PROVIDED TEXT —

◇ ◇ ◇ ◇ ◇

Blog - Sudharshan Srinivasan

Programming Models and Runtime Systems

Have you ever wondered what happens behind the scenes when you write software in a higher-level frameworks like TensorFlow? For example, do you believe that an std function magically sorts your arrays with a single API call? How did we get from explicitly writing quick sort routines to inline function calls? This is where compilers step in and provide wrapper functions that do all the pesky work for you in an optimized fashion while you, as a programmer, get to worry about the more important things.
Ok great! I just explained macros which you already might know. But what happens underneath the quick sort macro. Well, more of the same. You have other helper functions that break down the current helper function. In fact, you can think of them as layers of software. Everything eventually needs to break down to some intermediate representation that your underlying hardware can understand. A good programming model provides a rich set of primitives and interfaces with many layers of indirection.

ROCm Stack

Here is an example of AMD's ROCm stack and all the layers it provides before a piece of your higher-level routine gets executed on their GPUs. Now, this is not going to be the same for all software stacks. Each vendor comes up with its own stack that is highly optimized for its needs.

Let's scope a little deeper into the last layer before your program hits the device. This is the runtime system layer that handles all the necessary scheduling and synchronizations needed to replicate the semantics of your program. After all, a device like a CPU or GPU is nothing but a work-horse that executes the task given in binary. It has no notion of ordering or correctness on its own. The runtime system is in charge of converting complex and interconnected routines written in a higher-level language like C++ into more manageable task packets, and this is done through a process called packetization.

Once the GPU kernels/routines is converted to a task packet, a series of dependency analysis is executed on all the existing packets to identify the correct order of execution. Enqueuing packets maintains the order of execution into a task queue (implemented as a circular buffer in the above figure). If a task is entirely independent of other tasks, then it is enqueued to the top of the queue as it doesn't need to wait for other tasks to finish before its turn. On the other hand, tasks dependent on one and the other get enqueued in order of their dependency. This is further improved by providing multiple queues for different applications as a GPU most likely isn't just executing a single application at a time. Doing so provides a better resource utilization where the GPU is kept busy with active tasks at hand rather than spinning and idle waiting on existing tasks to complete from other connected GPUs.
This is just scratching the surface, and real-life software stacks are much more complicated. But my objective is for all of us to take a moment to appreciate the effort and software layers put into providing these programming models to make our lives as application scientists just a tad bit easier.

Bioinformatics and Evolutionary Simulations

For all you non-chip heads that stuck around, let's take a step back and talk about HPC in sciences. In specific, Biology! With the advent of faster supercomputers, every scientific domain found different use-cases and niches, and Biology is one major benefactor. Moving on from hard to do empirical studies, we managed to harness the power of modeling and simulations to provide us with better answers to long-standing research questions. Questions like how genomes evolve across generations. At the basic level, simulations provide us with the ability to run complex evolutionary scenarios by offering models for fundamental building blocks like creating a base population of genomes and letting them reproduce across time. These simulations can be configured to mimic real-life scenarios by providing parameters like mutation rates, recombination rates, genetic drifts, etc. With these simulations parameters, application scientists analyze how genomes of different species evolve over time. And, with improved HPC frameworks, we get to simulate across massive generations like 10¹⁸.
One such simulation framework is SLiM, which provides a toolbox for evolutionary scenarios written in C++. It also provides a domain-specific language called Eidos that lets domain scientists configure and interact with SLiM in an easy-to-use R-like language. Check out the hyperlinks if you want to dive deeper into evolutionary simulations.

Thanks for taking the time to read this blog, and have a great day!

◇ ◇ ◇ ◇ ◇

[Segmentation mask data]

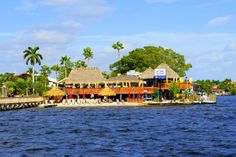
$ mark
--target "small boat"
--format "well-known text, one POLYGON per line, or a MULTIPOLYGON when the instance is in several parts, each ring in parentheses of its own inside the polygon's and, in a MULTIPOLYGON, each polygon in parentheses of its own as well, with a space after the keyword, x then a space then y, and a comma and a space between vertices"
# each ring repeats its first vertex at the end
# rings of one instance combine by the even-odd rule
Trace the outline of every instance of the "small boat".
POLYGON ((51 108, 51 107, 56 107, 56 104, 45 104, 43 105, 44 108, 51 108))

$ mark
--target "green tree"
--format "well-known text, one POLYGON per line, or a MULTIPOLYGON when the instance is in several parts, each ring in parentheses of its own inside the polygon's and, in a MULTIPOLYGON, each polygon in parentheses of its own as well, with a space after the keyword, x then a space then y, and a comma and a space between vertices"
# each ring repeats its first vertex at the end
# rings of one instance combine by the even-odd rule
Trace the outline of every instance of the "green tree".
POLYGON ((59 70, 60 70, 60 66, 59 66, 58 64, 55 64, 55 65, 53 65, 53 66, 51 67, 51 70, 52 70, 52 71, 55 71, 55 73, 56 73, 56 78, 58 79, 58 72, 59 72, 59 70))
POLYGON ((151 67, 155 69, 159 64, 166 63, 180 76, 185 76, 185 71, 192 67, 191 64, 185 63, 183 55, 171 49, 163 47, 145 46, 130 51, 127 56, 110 65, 111 75, 118 73, 125 74, 129 70, 143 72, 151 67))
POLYGON ((112 48, 118 52, 118 61, 120 60, 120 50, 124 49, 123 44, 119 41, 112 45, 112 48))
POLYGON ((82 61, 82 60, 77 60, 75 62, 75 67, 76 68, 87 67, 87 64, 84 61, 82 61))
POLYGON ((61 62, 61 65, 64 66, 64 74, 65 74, 65 77, 67 77, 67 72, 68 72, 68 65, 69 65, 69 62, 70 62, 70 57, 68 56, 62 56, 61 59, 60 59, 60 62, 61 62))
POLYGON ((50 69, 50 67, 48 67, 46 65, 43 65, 43 66, 41 66, 40 72, 41 72, 41 75, 43 76, 43 79, 44 79, 44 89, 46 90, 48 76, 51 74, 51 69, 50 69))
POLYGON ((43 60, 43 56, 38 53, 39 47, 28 47, 23 53, 24 53, 24 59, 26 64, 32 66, 32 84, 33 84, 33 93, 34 93, 34 66, 35 64, 41 65, 41 61, 43 60))
POLYGON ((14 93, 16 88, 16 83, 14 81, 6 81, 4 85, 7 87, 8 92, 14 93))
POLYGON ((15 94, 27 94, 27 82, 22 78, 18 78, 15 82, 15 94))
POLYGON ((84 55, 84 58, 87 59, 87 62, 88 62, 87 65, 89 66, 90 59, 93 58, 93 52, 92 52, 91 48, 90 47, 86 47, 84 49, 83 55, 84 55))
POLYGON ((171 100, 174 99, 174 101, 176 100, 176 96, 178 94, 178 91, 179 91, 180 87, 178 84, 176 83, 171 83, 171 85, 169 86, 169 92, 170 92, 170 98, 171 100))
POLYGON ((15 81, 17 77, 15 76, 14 73, 4 73, 0 74, 0 85, 3 85, 4 82, 7 81, 15 81))

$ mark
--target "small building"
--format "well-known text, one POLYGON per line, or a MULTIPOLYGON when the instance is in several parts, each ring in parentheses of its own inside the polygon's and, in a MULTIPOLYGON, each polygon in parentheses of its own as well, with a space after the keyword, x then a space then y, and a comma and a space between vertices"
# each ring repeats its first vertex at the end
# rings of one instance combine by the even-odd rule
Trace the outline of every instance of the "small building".
POLYGON ((76 68, 71 71, 65 83, 73 88, 102 88, 106 79, 98 68, 76 68))

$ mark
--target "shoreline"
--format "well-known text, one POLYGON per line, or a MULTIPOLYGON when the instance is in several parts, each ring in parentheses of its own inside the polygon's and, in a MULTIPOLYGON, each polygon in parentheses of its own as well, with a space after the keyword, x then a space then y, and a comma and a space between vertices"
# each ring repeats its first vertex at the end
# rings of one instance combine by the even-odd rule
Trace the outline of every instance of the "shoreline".
MULTIPOLYGON (((39 108, 100 108, 100 107, 164 107, 164 106, 190 106, 190 105, 204 105, 205 103, 84 103, 84 104, 62 104, 62 103, 55 103, 55 104, 41 104, 39 108)), ((207 104, 215 104, 215 103, 207 103, 207 104)))

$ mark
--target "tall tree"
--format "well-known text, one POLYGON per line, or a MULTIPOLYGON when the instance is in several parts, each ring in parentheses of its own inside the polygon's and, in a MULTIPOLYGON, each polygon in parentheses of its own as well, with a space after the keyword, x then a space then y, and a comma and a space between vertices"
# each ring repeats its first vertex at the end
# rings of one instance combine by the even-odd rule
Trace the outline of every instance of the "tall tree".
POLYGON ((43 60, 43 56, 38 53, 39 47, 28 47, 23 53, 24 53, 24 59, 26 64, 32 66, 32 84, 33 84, 33 93, 34 93, 34 66, 35 64, 41 65, 41 61, 43 60))
POLYGON ((155 69, 161 63, 168 64, 180 76, 185 76, 185 71, 192 67, 191 64, 185 62, 183 55, 171 49, 145 46, 144 48, 137 48, 130 51, 127 56, 111 64, 111 76, 115 76, 118 73, 125 74, 129 70, 143 72, 149 67, 155 69))
POLYGON ((60 62, 61 62, 61 65, 64 66, 64 71, 65 71, 65 77, 67 77, 67 68, 68 68, 68 65, 69 65, 69 62, 70 62, 70 57, 68 56, 62 56, 61 59, 60 59, 60 62))
POLYGON ((76 68, 87 67, 87 64, 86 64, 84 61, 82 61, 82 60, 77 60, 77 61, 75 62, 75 67, 76 67, 76 68))
POLYGON ((83 55, 84 55, 84 58, 87 59, 87 62, 88 62, 87 65, 89 66, 90 59, 93 58, 93 52, 92 52, 91 48, 90 47, 86 47, 84 49, 83 55))
POLYGON ((60 70, 59 65, 58 65, 58 64, 53 65, 53 66, 51 67, 51 70, 52 70, 52 71, 55 71, 55 73, 56 73, 56 78, 58 79, 58 71, 60 70))
POLYGON ((41 72, 41 75, 43 76, 43 79, 44 79, 44 89, 46 89, 48 75, 51 74, 51 69, 50 69, 50 67, 43 65, 43 66, 41 66, 40 72, 41 72))
POLYGON ((117 50, 118 52, 118 61, 120 60, 120 50, 124 49, 123 44, 117 41, 115 44, 112 45, 112 48, 117 50))

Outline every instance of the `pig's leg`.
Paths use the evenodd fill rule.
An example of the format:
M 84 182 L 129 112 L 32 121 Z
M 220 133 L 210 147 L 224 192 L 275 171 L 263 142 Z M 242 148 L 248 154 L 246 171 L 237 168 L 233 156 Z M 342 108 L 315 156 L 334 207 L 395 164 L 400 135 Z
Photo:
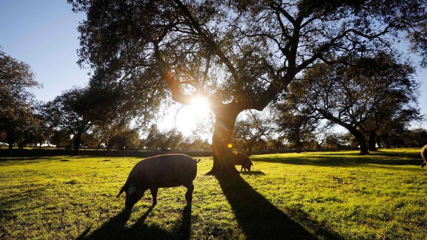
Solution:
M 187 192 L 185 192 L 185 200 L 187 200 L 187 205 L 191 205 L 193 200 L 193 191 L 194 190 L 194 185 L 193 183 L 185 184 L 184 187 L 187 188 Z
M 153 197 L 153 206 L 157 204 L 157 188 L 150 188 L 150 192 L 151 192 L 151 196 Z

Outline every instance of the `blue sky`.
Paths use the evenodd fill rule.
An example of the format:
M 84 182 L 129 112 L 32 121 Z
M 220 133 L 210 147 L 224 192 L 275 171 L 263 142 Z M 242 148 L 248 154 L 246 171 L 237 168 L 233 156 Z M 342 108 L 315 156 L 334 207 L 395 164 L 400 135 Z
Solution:
M 39 100 L 51 100 L 62 91 L 87 82 L 88 70 L 76 63 L 77 27 L 84 17 L 73 13 L 66 0 L 0 0 L 0 46 L 31 66 L 44 86 L 33 90 Z M 420 107 L 427 115 L 427 69 L 419 68 L 416 78 L 423 82 Z M 169 121 L 161 125 L 168 125 L 165 122 Z M 168 128 L 174 126 L 170 124 Z

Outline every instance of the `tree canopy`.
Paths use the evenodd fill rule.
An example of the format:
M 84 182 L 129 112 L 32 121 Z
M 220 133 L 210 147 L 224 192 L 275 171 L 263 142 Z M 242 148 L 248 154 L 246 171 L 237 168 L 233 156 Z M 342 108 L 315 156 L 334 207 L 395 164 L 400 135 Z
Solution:
M 238 114 L 263 109 L 307 68 L 394 51 L 405 34 L 425 50 L 424 0 L 68 1 L 87 16 L 79 62 L 94 69 L 91 84 L 123 93 L 115 112 L 147 119 L 171 99 L 209 99 L 213 174 L 234 169 L 227 146 Z

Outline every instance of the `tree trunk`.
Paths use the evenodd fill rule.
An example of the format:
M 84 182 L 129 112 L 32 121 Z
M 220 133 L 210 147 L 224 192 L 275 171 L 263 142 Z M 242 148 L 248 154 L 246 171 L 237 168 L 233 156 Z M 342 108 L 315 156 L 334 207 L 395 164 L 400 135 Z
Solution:
M 296 153 L 301 153 L 301 149 L 302 148 L 302 144 L 301 143 L 296 143 Z
M 377 144 L 378 148 L 381 148 L 381 138 L 378 136 L 377 137 Z
M 74 156 L 79 156 L 79 149 L 80 148 L 80 139 L 82 137 L 81 134 L 77 134 L 74 135 L 74 137 L 73 138 L 73 145 L 74 146 L 74 153 L 73 155 Z
M 375 146 L 375 144 L 376 144 L 375 141 L 376 136 L 375 131 L 369 131 L 369 138 L 368 139 L 369 151 L 377 151 L 377 147 Z
M 348 130 L 350 131 L 350 133 L 353 136 L 354 136 L 354 137 L 356 138 L 357 142 L 359 143 L 359 145 L 360 146 L 360 153 L 359 155 L 369 154 L 369 151 L 368 151 L 368 147 L 366 146 L 366 142 L 365 141 L 363 134 L 357 130 L 357 129 L 356 129 L 355 128 L 348 129 Z
M 231 164 L 231 135 L 236 118 L 240 112 L 232 106 L 223 107 L 215 112 L 216 118 L 212 136 L 214 166 L 206 174 L 223 175 L 238 173 Z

◇ ◇ ◇ ◇ ◇

HOW TO COMPLETE THIS TASK — In the blog post, what is the domain-specific language that SLiM provides for configuring and interacting with it? The records have no connection to the blog post.

EXERCISE RESULT — Eidos, an easy-to-use R-like language.